─── Records provided
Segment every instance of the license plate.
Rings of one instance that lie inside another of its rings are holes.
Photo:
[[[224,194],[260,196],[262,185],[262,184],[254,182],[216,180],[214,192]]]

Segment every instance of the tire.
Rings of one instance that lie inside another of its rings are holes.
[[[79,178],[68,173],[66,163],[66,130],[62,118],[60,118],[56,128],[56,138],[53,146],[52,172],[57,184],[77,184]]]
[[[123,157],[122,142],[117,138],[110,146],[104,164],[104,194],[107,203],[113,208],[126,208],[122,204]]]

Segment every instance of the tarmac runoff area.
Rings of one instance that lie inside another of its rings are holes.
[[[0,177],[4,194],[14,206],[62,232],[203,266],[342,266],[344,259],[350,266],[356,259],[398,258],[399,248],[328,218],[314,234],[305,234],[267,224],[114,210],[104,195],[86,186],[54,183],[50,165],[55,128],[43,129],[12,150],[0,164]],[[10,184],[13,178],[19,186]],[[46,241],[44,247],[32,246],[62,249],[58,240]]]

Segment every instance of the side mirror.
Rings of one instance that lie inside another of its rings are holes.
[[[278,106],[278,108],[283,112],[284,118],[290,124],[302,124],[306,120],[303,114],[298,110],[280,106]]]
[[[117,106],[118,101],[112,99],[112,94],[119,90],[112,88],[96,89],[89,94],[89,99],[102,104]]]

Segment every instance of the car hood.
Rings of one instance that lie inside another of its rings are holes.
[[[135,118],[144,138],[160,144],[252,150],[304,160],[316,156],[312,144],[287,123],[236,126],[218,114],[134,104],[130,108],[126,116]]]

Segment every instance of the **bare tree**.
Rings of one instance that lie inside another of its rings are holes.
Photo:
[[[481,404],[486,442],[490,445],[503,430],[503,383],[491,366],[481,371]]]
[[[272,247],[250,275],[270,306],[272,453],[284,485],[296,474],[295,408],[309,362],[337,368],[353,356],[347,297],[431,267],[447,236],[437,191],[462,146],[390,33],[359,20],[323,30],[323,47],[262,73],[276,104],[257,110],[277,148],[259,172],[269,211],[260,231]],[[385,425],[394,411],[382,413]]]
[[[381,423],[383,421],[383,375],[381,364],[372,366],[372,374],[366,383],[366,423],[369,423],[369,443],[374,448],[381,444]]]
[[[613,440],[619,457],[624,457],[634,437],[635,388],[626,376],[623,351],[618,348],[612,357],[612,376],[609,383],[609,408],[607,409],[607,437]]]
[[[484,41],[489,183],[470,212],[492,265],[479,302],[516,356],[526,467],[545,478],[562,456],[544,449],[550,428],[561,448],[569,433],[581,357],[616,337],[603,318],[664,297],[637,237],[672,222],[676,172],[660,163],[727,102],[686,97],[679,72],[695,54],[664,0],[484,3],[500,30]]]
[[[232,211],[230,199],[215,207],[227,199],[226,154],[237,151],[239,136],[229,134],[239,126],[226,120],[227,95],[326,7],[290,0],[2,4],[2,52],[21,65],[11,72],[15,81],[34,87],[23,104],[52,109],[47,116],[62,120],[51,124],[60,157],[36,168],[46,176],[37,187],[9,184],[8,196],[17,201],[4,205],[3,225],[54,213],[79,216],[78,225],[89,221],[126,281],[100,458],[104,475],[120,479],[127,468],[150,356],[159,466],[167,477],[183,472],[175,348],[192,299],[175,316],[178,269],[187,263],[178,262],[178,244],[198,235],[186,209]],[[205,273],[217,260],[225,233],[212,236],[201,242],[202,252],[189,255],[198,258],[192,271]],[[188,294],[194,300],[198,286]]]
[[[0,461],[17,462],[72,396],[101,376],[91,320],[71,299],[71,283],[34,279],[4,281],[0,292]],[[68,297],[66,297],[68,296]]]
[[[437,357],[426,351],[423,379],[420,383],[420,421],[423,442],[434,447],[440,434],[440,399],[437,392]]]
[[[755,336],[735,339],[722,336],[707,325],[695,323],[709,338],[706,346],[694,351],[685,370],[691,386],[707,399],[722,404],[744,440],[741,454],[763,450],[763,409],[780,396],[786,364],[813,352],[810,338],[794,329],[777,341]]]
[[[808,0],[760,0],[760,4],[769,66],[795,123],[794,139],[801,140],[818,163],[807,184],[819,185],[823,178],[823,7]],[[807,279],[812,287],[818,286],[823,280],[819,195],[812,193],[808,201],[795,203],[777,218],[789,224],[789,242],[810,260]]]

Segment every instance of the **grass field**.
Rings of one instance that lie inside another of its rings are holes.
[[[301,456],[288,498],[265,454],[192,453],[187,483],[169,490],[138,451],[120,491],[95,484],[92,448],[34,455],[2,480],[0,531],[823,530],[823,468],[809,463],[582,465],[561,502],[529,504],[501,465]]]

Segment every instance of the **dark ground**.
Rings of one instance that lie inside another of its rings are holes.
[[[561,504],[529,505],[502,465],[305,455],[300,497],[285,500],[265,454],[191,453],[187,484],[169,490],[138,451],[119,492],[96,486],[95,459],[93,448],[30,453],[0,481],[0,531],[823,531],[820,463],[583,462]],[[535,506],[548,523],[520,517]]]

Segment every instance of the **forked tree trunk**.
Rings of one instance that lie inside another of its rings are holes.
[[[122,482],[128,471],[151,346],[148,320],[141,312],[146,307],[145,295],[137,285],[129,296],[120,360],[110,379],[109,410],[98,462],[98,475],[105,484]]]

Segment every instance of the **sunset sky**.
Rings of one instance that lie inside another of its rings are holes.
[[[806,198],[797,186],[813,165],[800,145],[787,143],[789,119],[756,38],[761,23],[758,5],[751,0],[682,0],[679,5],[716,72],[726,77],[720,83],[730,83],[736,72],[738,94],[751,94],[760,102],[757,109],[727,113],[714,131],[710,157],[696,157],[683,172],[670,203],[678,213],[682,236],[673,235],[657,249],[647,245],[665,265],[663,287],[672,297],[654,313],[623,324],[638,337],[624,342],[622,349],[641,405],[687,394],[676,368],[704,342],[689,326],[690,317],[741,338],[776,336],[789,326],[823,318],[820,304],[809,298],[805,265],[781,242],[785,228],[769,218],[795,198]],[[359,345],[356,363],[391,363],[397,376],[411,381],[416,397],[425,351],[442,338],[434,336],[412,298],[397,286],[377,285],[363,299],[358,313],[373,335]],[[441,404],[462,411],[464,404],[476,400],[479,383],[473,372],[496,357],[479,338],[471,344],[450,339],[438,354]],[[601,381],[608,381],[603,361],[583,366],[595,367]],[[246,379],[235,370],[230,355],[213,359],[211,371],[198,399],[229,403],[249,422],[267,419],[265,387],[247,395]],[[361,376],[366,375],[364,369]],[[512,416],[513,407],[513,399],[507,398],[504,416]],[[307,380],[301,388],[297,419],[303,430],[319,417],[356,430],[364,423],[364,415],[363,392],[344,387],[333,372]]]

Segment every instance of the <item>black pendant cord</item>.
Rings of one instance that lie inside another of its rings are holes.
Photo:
──────
**What to work on**
Copy, word for word, every line of the entries from the one containing "Segment every instance of the **forked" through the final line of the entries, including both.

**Response**
Segment every instance of the **forked tree trunk**.
Rings of one instance that lie inside another of its rings are holes.
[[[122,482],[128,471],[151,346],[148,320],[141,312],[146,307],[145,295],[137,285],[129,296],[120,360],[110,379],[109,410],[98,462],[98,475],[105,484]]]

Segment every instance of the **sunset sky**.
Rings of one instance that lie inside another of its rings are holes.
[[[806,198],[797,186],[813,165],[800,145],[787,143],[789,119],[756,38],[761,23],[758,5],[751,0],[682,0],[679,5],[716,72],[726,77],[720,83],[730,83],[736,72],[738,94],[751,94],[760,102],[757,109],[727,113],[714,131],[710,157],[696,157],[683,172],[670,203],[678,213],[682,236],[673,235],[657,249],[647,245],[665,265],[663,287],[672,297],[654,313],[623,324],[638,337],[624,342],[622,349],[641,405],[687,394],[676,368],[704,342],[689,326],[690,317],[741,338],[776,336],[789,326],[823,318],[820,304],[809,298],[805,265],[781,242],[785,228],[769,218],[795,198]],[[359,345],[356,363],[391,363],[397,376],[411,381],[416,397],[425,351],[442,338],[434,336],[412,298],[397,286],[377,285],[363,299],[358,313],[373,335]],[[441,404],[462,411],[464,404],[476,400],[479,383],[473,372],[496,357],[479,338],[471,344],[450,339],[438,354]],[[601,381],[608,381],[603,361],[583,366],[595,367]],[[246,379],[235,370],[230,355],[213,359],[211,371],[198,399],[229,403],[249,422],[267,419],[265,387],[247,395]],[[361,376],[366,375],[364,369]],[[512,416],[513,407],[513,399],[507,398],[504,416]],[[307,380],[301,388],[297,419],[303,430],[319,417],[356,430],[364,423],[364,415],[363,392],[344,387],[333,372]]]

Segment every instance of the <item>black pendant cord</item>.
Rings of one instance that lie inside another of its rings are holes.
Photo:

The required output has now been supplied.